───── Data in this exercise ─────
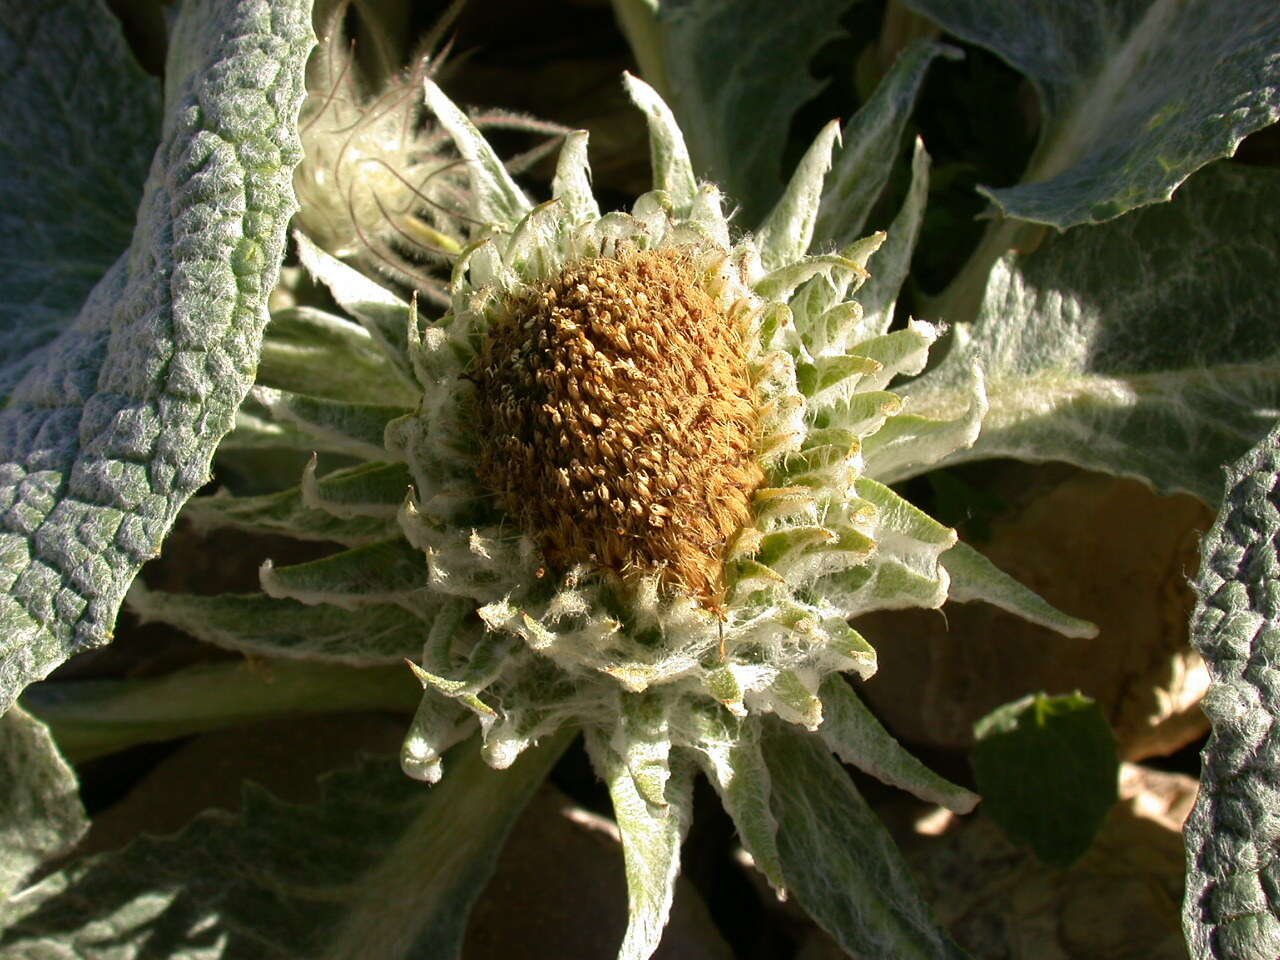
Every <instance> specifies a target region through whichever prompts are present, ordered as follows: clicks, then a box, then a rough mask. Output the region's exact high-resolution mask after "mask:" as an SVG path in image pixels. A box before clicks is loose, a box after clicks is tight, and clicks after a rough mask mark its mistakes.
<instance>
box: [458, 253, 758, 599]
mask: <svg viewBox="0 0 1280 960" xmlns="http://www.w3.org/2000/svg"><path fill="white" fill-rule="evenodd" d="M704 283H705V280H704V271H703V270H701V269H700V268H699V266H698V264H696V262H695V261H694V260H692V259H691V257H690V256H689V253H687V252H682V251H678V250H667V251H659V252H653V251H632V252H628V253H625V255H621V256H620V257H618V259H604V257H602V259H595V260H588V261H581V262H577V264H575V265H572V266H568V268H566V269H564V271H563V273H561V274H559V275H558V276H556V278H554V279H552V280H550V282H548V283H545V284H543V285H540V287H538V288H535V289H534V291H531V292H529V293H526V294H524V296H521V297H517V298H515V300H513V301H512V302H511V303H509V305H508V308H507V311H506V312H504V316H503V319H502V320H499V321H497V323H495V324H494V325H493V326H492V328H490V330H489V334H488V338H486V342H485V344H484V349H483V352H481V355H480V361H479V366H477V370H476V371H475V374H474V379H475V381H476V383H477V384H479V388H480V396H481V403H480V411H481V413H480V428H481V436H480V443H481V448H483V451H481V460H480V471H479V472H480V479H481V481H483V483H484V484H485V485H486V486H489V489H492V490H494V492H497V493H498V494H499V495H500V497H502V499H503V502H504V506H506V508H507V511H508V512H511V513H513V515H516V516H518V517H521V521H522V522H524V525H525V529H526V530H527V531H529V532H530V534H531V535H532V536H534V538H535V539H536V540H538V543H539V547H540V548H541V550H543V553H544V556H545V558H547V561H548V563H550V564H552V566H554V567H558V568H566V567H568V566H572V564H575V563H590V564H594V566H599V567H604V568H608V570H612V571H614V572H616V573H618V575H621V576H622V577H628V576H635V575H645V573H657V575H658V577H659V579H660V580H662V581H663V582H666V584H668V585H672V586H676V588H681V589H684V590H686V591H689V593H690V594H691V595H694V596H695V598H696V599H698V600H699V602H701V603H703V604H704V605H709V607H716V605H718V604H719V602H721V600H722V599H723V593H724V584H723V553H724V544H726V540H727V539H728V538H730V536H731V535H732V534H733V532H735V531H736V530H737V529H739V527H741V526H742V525H744V524H745V522H746V521H748V518H749V516H750V511H749V502H750V497H751V493H753V492H754V490H755V488H756V486H758V485H759V483H760V481H762V480H763V472H762V471H760V467H759V465H758V463H756V458H755V442H756V431H758V424H756V420H758V419H756V401H755V394H754V390H753V389H751V383H750V379H749V375H748V362H746V346H745V343H744V337H742V329H741V323H740V321H736V320H733V319H731V316H730V315H728V314H727V312H726V310H724V308H723V307H722V306H721V303H719V301H718V298H717V297H714V296H712V293H710V292H708V289H707V288H705V285H704Z"/></svg>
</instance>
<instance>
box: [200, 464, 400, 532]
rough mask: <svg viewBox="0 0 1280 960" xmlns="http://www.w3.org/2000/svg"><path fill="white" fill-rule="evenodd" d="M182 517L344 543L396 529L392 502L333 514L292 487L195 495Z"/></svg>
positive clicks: (214, 526) (246, 528) (208, 525)
mask: <svg viewBox="0 0 1280 960" xmlns="http://www.w3.org/2000/svg"><path fill="white" fill-rule="evenodd" d="M385 466H388V465H384V463H378V465H374V468H376V467H385ZM392 466H394V467H397V468H398V470H399V471H401V474H403V471H404V468H403V466H401V465H398V463H397V465H392ZM352 471H353V472H355V471H361V472H369V467H367V466H366V465H362V466H360V467H353V468H352ZM342 472H347V471H342ZM325 479H326V480H328V477H325ZM406 486H407V484H406ZM406 486H401V488H399V493H401V500H403V498H404V489H406ZM397 506H398V504H397ZM182 516H183V518H186V520H188V521H191V522H192V524H195V525H196V526H197V527H198V529H206V530H207V529H218V527H234V529H238V530H251V531H255V532H265V534H287V535H289V536H296V538H298V539H301V540H329V541H333V543H340V544H344V545H347V547H357V545H361V544H367V543H375V541H378V540H385V539H388V538H390V536H393V535H396V532H397V526H396V507H392V508H390V516H379V515H378V513H375V512H372V509H370V511H369V512H366V513H349V515H347V516H335V515H334V513H333V512H330V511H326V509H320V508H317V507H312V506H310V504H308V503H306V502H305V499H303V495H302V492H301V490H300V489H298V488H294V489H292V490H282V492H280V493H268V494H261V495H257V497H230V495H228V494H225V493H219V494H214V495H212V497H195V498H192V499H191V500H189V502H188V503H187V507H186V509H184V511H183V513H182Z"/></svg>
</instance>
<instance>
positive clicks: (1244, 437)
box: [899, 163, 1280, 503]
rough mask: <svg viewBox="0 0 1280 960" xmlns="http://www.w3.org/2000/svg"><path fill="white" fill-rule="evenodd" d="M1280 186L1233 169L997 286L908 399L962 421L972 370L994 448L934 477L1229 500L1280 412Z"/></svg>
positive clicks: (952, 460)
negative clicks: (1049, 462)
mask: <svg viewBox="0 0 1280 960" xmlns="http://www.w3.org/2000/svg"><path fill="white" fill-rule="evenodd" d="M1276 209H1280V174H1277V173H1276V172H1274V170H1261V169H1251V168H1242V166H1236V165H1234V164H1225V163H1224V164H1219V165H1217V166H1213V168H1210V169H1208V170H1204V172H1202V173H1201V174H1199V175H1198V177H1196V178H1194V179H1192V180H1190V182H1189V183H1188V184H1187V186H1185V187H1183V189H1180V191H1179V193H1178V196H1176V197H1175V198H1174V201H1172V202H1171V204H1165V205H1161V206H1155V207H1148V209H1144V210H1139V211H1135V212H1133V214H1130V215H1129V216H1126V218H1124V219H1121V220H1117V221H1115V223H1108V224H1103V225H1101V227H1093V228H1088V229H1076V230H1071V232H1069V233H1066V234H1065V236H1061V237H1053V238H1050V239H1047V241H1046V242H1044V243H1043V246H1042V247H1041V248H1039V250H1038V251H1036V252H1034V253H1029V255H1025V256H1010V257H1006V259H1005V260H1002V261H1000V262H998V264H997V265H996V268H995V270H993V271H992V274H991V278H989V280H988V283H987V289H986V293H984V297H983V303H982V310H980V314H979V317H978V321H977V323H975V324H974V325H973V328H972V329H965V328H960V329H959V330H957V334H959V335H957V342H956V343H955V344H954V347H952V352H951V355H950V356H948V357H947V360H946V361H945V362H943V364H941V365H940V366H938V369H937V370H934V371H932V372H929V374H927V375H924V376H923V378H920V379H919V380H915V381H913V383H910V384H908V385H906V387H904V388H901V389H900V390H899V392H900V393H902V394H904V397H906V398H908V401H909V403H910V410H911V411H914V412H915V413H920V415H924V416H932V417H940V419H951V417H955V416H957V415H959V413H960V411H961V410H963V408H964V406H966V404H968V398H969V392H968V390H966V389H965V387H964V383H965V379H966V378H968V376H969V374H968V367H969V365H970V362H972V358H973V356H978V357H979V358H982V361H983V369H984V371H986V378H987V397H988V399H989V403H991V407H989V410H988V412H987V416H986V419H984V421H983V425H982V433H980V434H978V439H977V440H975V442H974V444H973V445H972V447H969V448H968V449H960V451H956V452H955V453H952V454H951V456H948V457H946V458H945V460H943V461H941V462H938V463H934V465H933V466H942V465H945V463H959V462H964V461H970V460H982V458H986V457H1016V458H1019V460H1029V461H1044V460H1064V461H1068V462H1071V463H1076V465H1079V466H1083V467H1088V468H1091V470H1102V471H1107V472H1112V474H1121V475H1128V476H1138V477H1142V479H1146V480H1148V481H1149V483H1152V484H1153V485H1155V486H1156V488H1157V489H1158V490H1161V492H1171V490H1187V492H1189V493H1193V494H1196V495H1198V497H1201V499H1203V500H1206V502H1207V503H1213V502H1216V500H1217V498H1219V497H1220V495H1221V481H1220V476H1221V465H1222V463H1225V462H1229V461H1234V460H1236V458H1238V457H1240V456H1242V453H1244V452H1245V451H1247V449H1249V447H1252V445H1253V444H1254V443H1257V442H1258V439H1260V438H1261V436H1263V435H1265V434H1266V433H1267V430H1268V429H1270V426H1271V424H1272V422H1274V421H1275V416H1276V411H1277V410H1280V325H1277V324H1276V321H1275V317H1276V316H1280V284H1277V283H1276V282H1275V278H1276V275H1277V274H1280V255H1277V250H1280V227H1277V224H1276V219H1275V216H1274V210H1276Z"/></svg>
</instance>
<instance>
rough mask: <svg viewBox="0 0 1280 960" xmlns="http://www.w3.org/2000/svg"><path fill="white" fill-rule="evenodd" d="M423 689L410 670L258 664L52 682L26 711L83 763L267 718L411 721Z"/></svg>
mask: <svg viewBox="0 0 1280 960" xmlns="http://www.w3.org/2000/svg"><path fill="white" fill-rule="evenodd" d="M421 699H422V687H421V686H420V685H419V682H417V681H416V680H415V678H413V675H412V673H411V672H410V671H408V668H407V667H404V664H397V666H394V667H371V668H367V669H353V668H352V667H349V666H333V664H329V663H297V662H289V660H251V662H229V663H227V662H223V663H209V664H202V666H198V667H188V668H187V669H180V671H177V672H174V673H166V675H165V676H163V677H146V678H129V680H78V681H63V682H59V681H51V682H49V684H40V685H37V686H32V687H28V689H27V692H26V694H23V698H22V705H23V707H24V708H26V709H28V710H31V713H33V714H35V716H36V717H38V718H40V719H41V721H44V722H45V723H47V724H49V727H50V730H52V732H54V737H55V739H56V740H58V745H59V746H60V748H61V750H63V753H64V754H65V755H67V756H68V758H69V759H70V760H74V762H76V763H79V762H82V760H90V759H92V758H95V756H102V755H105V754H110V753H114V751H116V750H124V749H125V748H129V746H134V745H137V744H151V742H157V741H163V740H174V739H175V737H184V736H191V735H192V733H202V732H205V731H210V730H223V728H225V727H232V726H236V724H239V723H250V722H252V721H257V719H265V718H268V717H289V716H298V714H308V713H342V712H343V710H396V712H401V713H406V714H407V713H412V712H413V708H415V707H417V701H419V700H421Z"/></svg>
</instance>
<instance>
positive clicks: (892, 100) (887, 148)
mask: <svg viewBox="0 0 1280 960" xmlns="http://www.w3.org/2000/svg"><path fill="white" fill-rule="evenodd" d="M937 56H945V58H946V59H948V60H957V59H960V51H959V50H956V49H955V47H950V46H943V45H941V44H933V42H929V41H927V40H920V41H916V42H915V44H911V46H909V47H906V49H905V50H904V51H902V52H901V54H899V58H897V60H895V61H893V67H892V68H891V69H890V72H888V73H886V74H884V78H883V79H881V82H879V84H878V86H877V87H876V90H874V91H873V92H872V96H870V97H869V99H868V101H867V102H865V104H863V106H861V108H860V109H859V110H858V113H856V114H854V116H852V118H851V119H850V120H849V123H847V124H845V128H844V131H842V132H841V137H842V140H844V146H842V147H841V148H840V152H838V154H837V156H836V169H835V170H833V172H832V174H831V177H829V178H828V180H827V186H826V188H824V189H823V195H822V212H820V214H819V215H818V227H817V229H815V232H814V233H815V236H814V239H815V242H817V244H818V246H819V247H823V246H828V244H833V246H837V247H840V246H844V244H846V243H849V242H851V241H854V239H856V238H858V237H860V236H861V233H863V228H864V227H865V225H867V218H868V216H869V215H870V211H872V207H873V206H874V205H876V201H877V200H878V198H879V195H881V192H882V191H883V189H884V184H886V183H887V182H888V175H890V172H891V170H892V169H893V163H895V161H896V160H897V145H899V142H900V141H901V138H902V131H904V129H905V128H906V120H908V118H909V116H910V115H911V109H913V108H914V106H915V96H916V93H919V91H920V84H922V83H923V82H924V73H925V70H927V69H928V68H929V64H931V63H933V59H934V58H937ZM915 154H916V160H915V163H914V164H913V166H918V165H919V164H920V163H922V161H920V160H919V156H920V154H923V146H922V145H920V143H919V141H918V142H916V147H915ZM924 163H925V164H927V163H928V157H927V155H925V160H924ZM913 173H914V172H913ZM915 177H919V174H918V173H915ZM914 189H915V188H914V183H913V191H914ZM918 202H919V204H920V205H922V209H923V197H920V198H919V201H918ZM909 204H910V201H909ZM895 229H901V227H900V225H899V224H897V223H896V221H895ZM893 233H895V230H890V243H892V242H893V239H895V237H893ZM904 239H905V251H906V256H908V257H910V253H911V248H913V247H914V246H915V242H914V241H915V236H914V232H913V233H911V236H910V238H900V239H899V243H902V242H904ZM887 253H888V251H882V252H881V253H879V256H878V257H877V262H882V261H884V260H887V259H888V256H887ZM904 275H905V270H904ZM899 284H900V285H901V280H899ZM864 306H865V305H864ZM868 312H869V311H868ZM879 333H883V330H879Z"/></svg>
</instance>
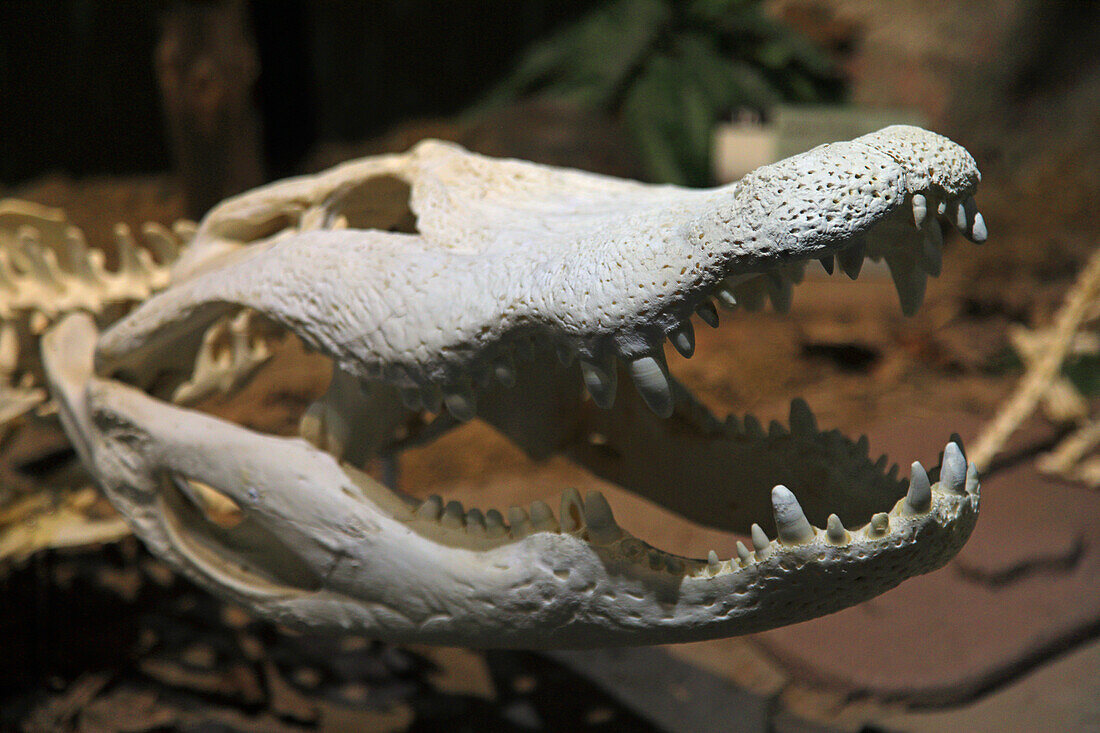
─────
Activity: Looking back over the data above, restate word for word the lines that begin at the line with "positive clicks: (1244, 437)" and end at the line with "positive clicks: (952, 460)", inclusive.

Written solution:
positive clicks: (1244, 437)
box: [899, 163, 1280, 503]
rough mask: <svg viewBox="0 0 1280 960" xmlns="http://www.w3.org/2000/svg"><path fill="white" fill-rule="evenodd" d="M1280 186L1233 169L997 286L908 399L962 421L972 370L994 448L934 477L1229 500L1280 412Z"/></svg>
positive clicks: (952, 460)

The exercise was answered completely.